**WRITTEN REQUEST**
Reproduce word for word the part of the position-sensor passage that starts with "In one embodiment, the" and goes on through "in real time.".

**EXCERPT TO READ**

---+---

In one embodiment, the position sensor defines a predefined window, which is translated around the video space. Where further refinement is desired, the orientation and distance of the foreground object from the video camera may be compensated. The shape of the window may be a regular shape or an outline of a foreground image. Thus, with an image of a person as the foreground image, the image may be initially processed to determine the shape. Thereafter, the shape may be translated, resized or otherwise transformed as the window. In this latter case, the shape of the window may be periodically redetermined, but need not be recalculated in real time.
In a particularly preferred embodiment, the live video image is an image of a person having a face, with a position sensor mounted on top of a set of headphones. An oval mask region is defined with respect to the position sensor, so that the position of the face within the video image is predicted to be within the oval mask region. The position sensor also serves as an input to a computer animation graphic image generator, which generates an animated body in appropriate position and orientation for combining with the face. Further position sensors may be provided on the arms of the person, as further inputs to the computer animation graphic image generator, allowing further control over the resulting image. The computer animation graphic image includes a chroma key portion in a region intended for the facial image. The live video image is then merged with the computer animation graphic image and presented as a composite.

---+---

**ROWS**
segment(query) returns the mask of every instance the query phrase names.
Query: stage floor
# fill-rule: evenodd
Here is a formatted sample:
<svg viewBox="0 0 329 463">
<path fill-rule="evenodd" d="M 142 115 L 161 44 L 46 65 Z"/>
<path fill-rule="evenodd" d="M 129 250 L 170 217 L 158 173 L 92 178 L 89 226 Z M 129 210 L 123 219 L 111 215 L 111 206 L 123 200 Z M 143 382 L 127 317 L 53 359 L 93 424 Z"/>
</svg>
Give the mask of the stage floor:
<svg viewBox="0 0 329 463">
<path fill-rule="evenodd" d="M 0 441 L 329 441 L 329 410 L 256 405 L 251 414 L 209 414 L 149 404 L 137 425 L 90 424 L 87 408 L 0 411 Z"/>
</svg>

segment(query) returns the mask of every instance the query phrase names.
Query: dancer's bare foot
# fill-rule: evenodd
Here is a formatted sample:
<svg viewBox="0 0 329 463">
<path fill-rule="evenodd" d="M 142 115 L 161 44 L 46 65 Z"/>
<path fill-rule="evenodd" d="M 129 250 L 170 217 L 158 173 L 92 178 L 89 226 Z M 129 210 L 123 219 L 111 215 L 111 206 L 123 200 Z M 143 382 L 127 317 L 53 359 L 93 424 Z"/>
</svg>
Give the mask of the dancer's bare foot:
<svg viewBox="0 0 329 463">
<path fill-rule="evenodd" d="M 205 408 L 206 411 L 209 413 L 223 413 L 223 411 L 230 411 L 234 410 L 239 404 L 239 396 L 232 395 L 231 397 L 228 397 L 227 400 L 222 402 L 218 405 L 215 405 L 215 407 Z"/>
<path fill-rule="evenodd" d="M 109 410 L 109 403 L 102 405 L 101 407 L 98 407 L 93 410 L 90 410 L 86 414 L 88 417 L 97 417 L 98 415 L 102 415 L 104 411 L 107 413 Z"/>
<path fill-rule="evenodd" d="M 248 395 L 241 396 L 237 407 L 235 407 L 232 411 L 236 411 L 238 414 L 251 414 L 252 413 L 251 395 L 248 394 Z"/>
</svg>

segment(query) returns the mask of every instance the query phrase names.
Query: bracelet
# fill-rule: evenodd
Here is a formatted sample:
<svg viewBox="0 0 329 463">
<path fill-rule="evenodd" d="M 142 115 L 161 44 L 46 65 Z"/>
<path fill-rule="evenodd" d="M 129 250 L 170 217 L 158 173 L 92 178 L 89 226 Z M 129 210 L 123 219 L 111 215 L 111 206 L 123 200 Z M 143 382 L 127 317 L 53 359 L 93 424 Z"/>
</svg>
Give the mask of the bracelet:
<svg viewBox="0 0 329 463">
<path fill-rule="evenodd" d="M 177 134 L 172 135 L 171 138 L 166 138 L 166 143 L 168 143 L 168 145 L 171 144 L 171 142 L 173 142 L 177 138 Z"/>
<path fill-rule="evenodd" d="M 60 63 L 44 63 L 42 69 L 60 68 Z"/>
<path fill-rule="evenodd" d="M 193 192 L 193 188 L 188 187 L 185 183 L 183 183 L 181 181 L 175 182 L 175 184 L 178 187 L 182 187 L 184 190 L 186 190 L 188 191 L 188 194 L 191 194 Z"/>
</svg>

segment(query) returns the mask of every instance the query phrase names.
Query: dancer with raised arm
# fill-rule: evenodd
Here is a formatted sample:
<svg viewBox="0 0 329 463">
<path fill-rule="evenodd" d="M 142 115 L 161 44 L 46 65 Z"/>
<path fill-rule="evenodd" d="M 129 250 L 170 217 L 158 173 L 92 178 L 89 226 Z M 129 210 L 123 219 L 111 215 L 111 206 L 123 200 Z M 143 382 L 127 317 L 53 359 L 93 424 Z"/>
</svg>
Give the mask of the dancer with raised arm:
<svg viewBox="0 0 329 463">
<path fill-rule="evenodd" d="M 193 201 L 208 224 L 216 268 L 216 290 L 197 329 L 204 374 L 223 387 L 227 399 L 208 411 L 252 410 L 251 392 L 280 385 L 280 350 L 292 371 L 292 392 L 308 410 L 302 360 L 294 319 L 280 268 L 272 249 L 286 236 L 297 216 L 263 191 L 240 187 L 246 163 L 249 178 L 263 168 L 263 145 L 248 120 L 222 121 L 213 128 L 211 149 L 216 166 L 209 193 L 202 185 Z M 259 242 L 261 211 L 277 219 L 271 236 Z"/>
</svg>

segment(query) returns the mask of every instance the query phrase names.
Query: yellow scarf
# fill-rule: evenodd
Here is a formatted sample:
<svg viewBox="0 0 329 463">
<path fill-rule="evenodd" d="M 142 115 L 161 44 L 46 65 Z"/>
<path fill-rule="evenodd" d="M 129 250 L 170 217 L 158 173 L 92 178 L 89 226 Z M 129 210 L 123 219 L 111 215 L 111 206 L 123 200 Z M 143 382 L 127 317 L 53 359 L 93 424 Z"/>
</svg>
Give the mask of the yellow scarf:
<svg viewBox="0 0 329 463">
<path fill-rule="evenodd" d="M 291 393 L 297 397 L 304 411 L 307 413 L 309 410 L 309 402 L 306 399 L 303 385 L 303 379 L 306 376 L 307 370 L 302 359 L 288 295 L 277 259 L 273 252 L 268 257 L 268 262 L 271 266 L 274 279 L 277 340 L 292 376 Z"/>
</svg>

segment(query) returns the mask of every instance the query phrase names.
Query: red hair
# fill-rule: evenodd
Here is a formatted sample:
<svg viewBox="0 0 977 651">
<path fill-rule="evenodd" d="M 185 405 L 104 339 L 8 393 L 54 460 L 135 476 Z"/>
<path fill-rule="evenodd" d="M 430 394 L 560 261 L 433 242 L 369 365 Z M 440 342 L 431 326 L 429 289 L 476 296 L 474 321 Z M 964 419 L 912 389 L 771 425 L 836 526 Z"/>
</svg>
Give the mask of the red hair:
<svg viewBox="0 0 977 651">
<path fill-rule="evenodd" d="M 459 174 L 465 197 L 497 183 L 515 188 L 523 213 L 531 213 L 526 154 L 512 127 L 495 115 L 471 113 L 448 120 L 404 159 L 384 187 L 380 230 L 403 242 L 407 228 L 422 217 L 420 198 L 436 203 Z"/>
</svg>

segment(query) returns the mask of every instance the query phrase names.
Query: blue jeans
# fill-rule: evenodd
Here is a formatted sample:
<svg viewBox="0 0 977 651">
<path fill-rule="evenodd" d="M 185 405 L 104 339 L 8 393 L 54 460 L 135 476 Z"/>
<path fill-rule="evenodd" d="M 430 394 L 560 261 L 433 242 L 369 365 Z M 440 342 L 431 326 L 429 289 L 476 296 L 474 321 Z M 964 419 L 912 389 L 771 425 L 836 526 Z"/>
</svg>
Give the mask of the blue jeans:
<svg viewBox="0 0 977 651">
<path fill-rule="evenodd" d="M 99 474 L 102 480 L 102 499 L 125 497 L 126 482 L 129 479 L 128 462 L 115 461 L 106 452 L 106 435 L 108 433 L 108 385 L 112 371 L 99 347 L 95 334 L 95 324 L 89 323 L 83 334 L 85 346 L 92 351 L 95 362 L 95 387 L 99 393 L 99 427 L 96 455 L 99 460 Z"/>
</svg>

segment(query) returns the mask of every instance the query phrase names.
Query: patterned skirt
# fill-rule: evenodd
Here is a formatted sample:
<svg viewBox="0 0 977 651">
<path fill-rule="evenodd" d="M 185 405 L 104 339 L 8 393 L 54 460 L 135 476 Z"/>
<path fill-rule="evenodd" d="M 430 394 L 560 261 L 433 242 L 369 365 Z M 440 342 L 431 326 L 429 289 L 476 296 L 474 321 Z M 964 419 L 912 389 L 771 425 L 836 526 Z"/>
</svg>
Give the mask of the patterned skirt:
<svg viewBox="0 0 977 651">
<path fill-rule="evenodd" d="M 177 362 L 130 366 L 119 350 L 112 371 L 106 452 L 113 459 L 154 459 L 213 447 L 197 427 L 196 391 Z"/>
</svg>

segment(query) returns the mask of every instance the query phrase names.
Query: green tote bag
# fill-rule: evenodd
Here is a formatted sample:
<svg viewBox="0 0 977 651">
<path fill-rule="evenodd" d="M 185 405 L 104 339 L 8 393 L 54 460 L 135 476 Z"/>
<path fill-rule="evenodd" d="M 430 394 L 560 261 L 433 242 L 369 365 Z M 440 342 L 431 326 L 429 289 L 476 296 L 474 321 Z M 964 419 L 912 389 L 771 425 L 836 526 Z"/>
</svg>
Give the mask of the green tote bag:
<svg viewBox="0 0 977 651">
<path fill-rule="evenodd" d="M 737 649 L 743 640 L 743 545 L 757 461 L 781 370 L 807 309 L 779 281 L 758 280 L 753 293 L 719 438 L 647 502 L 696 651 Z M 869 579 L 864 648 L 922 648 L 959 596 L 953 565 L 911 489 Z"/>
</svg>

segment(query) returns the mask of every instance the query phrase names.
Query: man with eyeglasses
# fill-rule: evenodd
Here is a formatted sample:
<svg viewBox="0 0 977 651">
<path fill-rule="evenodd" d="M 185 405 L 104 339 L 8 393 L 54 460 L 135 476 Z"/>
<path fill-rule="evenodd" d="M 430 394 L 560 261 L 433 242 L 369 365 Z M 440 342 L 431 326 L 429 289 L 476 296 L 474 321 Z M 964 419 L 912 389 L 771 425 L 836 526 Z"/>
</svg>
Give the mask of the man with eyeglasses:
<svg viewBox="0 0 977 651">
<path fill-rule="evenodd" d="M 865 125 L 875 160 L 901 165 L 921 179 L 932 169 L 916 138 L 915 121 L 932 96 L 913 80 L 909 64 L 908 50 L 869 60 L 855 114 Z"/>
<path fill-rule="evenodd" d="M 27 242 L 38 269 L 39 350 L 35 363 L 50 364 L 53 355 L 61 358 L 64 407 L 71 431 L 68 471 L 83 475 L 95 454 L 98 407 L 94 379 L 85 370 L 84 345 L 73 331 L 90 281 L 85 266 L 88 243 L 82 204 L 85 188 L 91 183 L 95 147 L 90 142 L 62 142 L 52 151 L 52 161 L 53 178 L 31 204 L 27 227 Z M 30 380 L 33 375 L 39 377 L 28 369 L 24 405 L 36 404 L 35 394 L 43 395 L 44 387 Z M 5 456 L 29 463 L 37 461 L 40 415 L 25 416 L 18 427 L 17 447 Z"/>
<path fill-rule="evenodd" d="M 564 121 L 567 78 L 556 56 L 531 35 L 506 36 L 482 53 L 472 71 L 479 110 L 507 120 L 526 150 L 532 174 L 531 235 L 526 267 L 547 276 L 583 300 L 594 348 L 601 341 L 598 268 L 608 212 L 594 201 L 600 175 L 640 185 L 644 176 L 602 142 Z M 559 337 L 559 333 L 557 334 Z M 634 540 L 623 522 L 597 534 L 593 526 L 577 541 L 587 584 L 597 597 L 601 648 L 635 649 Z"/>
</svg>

---+---

**EXPECTED OUTPUT**
In one embodiment, the position sensor defines a predefined window, which is translated around the video space. Where further refinement is desired, the orientation and distance of the foreground object from the video camera may be compensated. The shape of the window may be a regular shape or an outline of a foreground image. Thus, with an image of a person as the foreground image, the image may be initially processed to determine the shape. Thereafter, the shape may be translated, resized or otherwise transformed as the window. In this latter case, the shape of the window may be periodically redetermined, but need not be recalculated in real time.